Przepisz dokładnie wiersze z pozycji poniżej i nic poza nimi. Zacznij od wiersza, w którym jest "Definition for annotators: for every instance of the white", a zakończ na wierszu, w którym jest "[[335, 154], [273, 439], [26, 148], [130, 450]]", przepisując oba te wiersze.
----------
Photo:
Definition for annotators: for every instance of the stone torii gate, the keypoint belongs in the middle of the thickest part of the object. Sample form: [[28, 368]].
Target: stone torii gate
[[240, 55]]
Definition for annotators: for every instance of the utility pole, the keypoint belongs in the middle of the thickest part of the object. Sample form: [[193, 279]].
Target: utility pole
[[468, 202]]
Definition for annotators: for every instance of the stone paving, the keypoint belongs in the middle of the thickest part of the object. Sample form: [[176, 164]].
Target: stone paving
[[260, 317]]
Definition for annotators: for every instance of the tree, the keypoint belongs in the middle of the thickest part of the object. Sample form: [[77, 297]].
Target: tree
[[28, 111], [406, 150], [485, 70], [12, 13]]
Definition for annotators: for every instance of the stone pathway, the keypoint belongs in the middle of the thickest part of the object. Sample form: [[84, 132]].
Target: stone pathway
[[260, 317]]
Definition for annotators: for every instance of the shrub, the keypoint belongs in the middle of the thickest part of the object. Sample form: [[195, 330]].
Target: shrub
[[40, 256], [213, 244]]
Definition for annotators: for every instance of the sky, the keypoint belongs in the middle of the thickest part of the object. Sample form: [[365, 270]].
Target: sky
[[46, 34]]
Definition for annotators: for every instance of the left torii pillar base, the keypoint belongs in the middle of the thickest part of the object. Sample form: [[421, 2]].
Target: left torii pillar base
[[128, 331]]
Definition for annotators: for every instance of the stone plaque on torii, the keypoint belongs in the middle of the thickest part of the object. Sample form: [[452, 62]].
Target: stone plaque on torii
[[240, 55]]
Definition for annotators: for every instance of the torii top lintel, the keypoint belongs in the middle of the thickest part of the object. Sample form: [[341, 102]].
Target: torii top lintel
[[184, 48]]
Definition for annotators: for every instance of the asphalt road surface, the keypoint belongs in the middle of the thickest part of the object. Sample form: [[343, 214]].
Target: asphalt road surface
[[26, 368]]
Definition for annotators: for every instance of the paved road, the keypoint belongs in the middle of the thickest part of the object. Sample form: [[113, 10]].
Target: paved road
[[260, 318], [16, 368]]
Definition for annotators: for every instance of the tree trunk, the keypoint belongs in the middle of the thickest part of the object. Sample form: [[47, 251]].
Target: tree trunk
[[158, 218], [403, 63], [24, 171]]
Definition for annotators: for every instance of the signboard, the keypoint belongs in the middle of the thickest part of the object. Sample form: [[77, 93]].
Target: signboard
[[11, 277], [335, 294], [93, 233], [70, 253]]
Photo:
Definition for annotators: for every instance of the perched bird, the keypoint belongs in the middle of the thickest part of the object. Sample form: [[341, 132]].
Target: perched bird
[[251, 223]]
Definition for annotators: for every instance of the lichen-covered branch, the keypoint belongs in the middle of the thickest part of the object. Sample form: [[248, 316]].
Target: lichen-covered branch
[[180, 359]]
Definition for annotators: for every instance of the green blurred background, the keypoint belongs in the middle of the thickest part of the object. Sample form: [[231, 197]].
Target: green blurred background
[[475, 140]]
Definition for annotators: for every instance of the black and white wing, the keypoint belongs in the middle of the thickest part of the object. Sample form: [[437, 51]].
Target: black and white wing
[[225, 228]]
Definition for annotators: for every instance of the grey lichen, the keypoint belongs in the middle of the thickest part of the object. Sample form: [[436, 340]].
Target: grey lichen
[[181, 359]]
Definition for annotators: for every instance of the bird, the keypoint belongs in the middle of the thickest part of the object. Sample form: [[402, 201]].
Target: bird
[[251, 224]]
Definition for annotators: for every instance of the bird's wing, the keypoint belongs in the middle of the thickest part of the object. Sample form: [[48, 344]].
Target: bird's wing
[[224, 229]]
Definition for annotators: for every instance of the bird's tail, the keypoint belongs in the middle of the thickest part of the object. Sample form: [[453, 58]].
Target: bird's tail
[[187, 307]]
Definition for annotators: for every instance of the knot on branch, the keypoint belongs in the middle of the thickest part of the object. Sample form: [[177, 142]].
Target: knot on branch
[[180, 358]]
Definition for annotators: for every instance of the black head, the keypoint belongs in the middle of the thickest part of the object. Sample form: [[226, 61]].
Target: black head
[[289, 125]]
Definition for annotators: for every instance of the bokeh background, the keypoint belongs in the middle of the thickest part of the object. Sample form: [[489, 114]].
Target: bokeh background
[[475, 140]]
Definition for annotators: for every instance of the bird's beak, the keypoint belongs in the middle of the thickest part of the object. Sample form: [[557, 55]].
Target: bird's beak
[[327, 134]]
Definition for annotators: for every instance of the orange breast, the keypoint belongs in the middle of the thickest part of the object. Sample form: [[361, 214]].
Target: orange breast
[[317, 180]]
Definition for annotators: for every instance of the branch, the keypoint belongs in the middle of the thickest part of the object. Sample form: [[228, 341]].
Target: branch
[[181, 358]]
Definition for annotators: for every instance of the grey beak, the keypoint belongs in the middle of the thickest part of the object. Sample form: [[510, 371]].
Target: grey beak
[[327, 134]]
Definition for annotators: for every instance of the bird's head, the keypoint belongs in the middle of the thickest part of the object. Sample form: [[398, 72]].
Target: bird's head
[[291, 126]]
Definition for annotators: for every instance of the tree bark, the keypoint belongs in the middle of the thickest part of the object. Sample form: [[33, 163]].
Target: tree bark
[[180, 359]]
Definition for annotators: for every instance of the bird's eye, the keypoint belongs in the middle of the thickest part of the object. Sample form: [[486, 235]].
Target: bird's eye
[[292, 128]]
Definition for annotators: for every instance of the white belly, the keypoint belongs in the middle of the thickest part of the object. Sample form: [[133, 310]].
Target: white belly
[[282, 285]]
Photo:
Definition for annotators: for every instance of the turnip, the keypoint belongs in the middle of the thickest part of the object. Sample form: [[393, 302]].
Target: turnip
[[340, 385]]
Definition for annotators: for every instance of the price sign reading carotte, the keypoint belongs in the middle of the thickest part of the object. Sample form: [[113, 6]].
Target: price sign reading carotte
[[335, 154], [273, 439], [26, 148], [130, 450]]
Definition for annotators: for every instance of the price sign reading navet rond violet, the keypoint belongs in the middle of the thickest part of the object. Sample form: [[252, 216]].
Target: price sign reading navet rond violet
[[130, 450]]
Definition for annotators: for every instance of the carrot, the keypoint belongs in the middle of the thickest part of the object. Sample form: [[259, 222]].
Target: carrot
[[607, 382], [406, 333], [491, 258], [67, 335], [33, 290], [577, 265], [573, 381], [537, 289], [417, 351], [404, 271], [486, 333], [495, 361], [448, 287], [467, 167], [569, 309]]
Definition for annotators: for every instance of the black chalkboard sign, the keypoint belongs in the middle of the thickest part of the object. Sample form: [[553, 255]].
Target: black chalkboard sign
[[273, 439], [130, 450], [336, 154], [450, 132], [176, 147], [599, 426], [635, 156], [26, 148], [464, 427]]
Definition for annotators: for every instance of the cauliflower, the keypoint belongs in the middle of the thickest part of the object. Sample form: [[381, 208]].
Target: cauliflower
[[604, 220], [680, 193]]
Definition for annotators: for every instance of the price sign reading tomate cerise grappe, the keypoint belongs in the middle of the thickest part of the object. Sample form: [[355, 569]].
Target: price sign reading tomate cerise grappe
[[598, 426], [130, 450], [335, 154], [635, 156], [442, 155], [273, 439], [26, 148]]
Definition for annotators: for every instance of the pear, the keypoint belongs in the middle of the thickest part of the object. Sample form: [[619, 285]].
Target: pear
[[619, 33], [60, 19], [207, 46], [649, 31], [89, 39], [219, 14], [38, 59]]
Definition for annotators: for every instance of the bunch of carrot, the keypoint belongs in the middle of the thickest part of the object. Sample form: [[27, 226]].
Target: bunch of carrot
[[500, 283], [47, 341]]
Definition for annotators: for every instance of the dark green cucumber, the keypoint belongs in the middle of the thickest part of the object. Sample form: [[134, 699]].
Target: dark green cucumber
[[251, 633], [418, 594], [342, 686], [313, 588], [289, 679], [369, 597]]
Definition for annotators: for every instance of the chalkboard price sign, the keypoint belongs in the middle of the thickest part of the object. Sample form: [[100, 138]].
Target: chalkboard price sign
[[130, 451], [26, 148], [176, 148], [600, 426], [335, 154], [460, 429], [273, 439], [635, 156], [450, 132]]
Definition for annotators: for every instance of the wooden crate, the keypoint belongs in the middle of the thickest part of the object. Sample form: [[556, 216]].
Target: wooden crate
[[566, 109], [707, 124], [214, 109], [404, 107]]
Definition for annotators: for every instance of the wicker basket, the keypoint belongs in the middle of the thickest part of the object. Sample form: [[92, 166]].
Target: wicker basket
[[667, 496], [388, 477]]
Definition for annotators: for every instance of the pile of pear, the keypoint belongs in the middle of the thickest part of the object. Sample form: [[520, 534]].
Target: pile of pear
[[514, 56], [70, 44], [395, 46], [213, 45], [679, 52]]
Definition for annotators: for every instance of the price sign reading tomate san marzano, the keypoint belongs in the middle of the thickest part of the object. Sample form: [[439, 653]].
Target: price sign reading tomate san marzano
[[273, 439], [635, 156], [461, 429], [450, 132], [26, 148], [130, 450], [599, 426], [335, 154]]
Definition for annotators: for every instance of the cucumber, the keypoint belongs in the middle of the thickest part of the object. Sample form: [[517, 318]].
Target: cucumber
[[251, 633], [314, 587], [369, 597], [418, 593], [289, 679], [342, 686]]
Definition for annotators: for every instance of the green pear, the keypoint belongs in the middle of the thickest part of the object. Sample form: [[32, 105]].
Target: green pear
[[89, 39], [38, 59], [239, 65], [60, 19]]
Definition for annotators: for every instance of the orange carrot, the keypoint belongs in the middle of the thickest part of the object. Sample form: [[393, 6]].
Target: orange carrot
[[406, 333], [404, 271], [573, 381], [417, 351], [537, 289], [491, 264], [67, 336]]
----------
Odpowiedź pisemna
Definition for annotators: for every instance of the white belly, the keypoint belongs in the middle of the thickest part of the object. Sample form: [[133, 310]].
Target: white belly
[[282, 285]]
Photo:
Definition for annotators: for every instance of the turnip, the keypoint belongs in the middle of the thickest part of the object. Sample form: [[393, 302]].
Target: turnip
[[340, 385]]
Definition for annotators: for every instance of the price sign reading carotte, the keypoint belongs in the middle of the thickest part of the object. Sample form: [[113, 6]].
Target: price sign reading carotte
[[335, 154], [273, 439], [26, 148], [130, 450]]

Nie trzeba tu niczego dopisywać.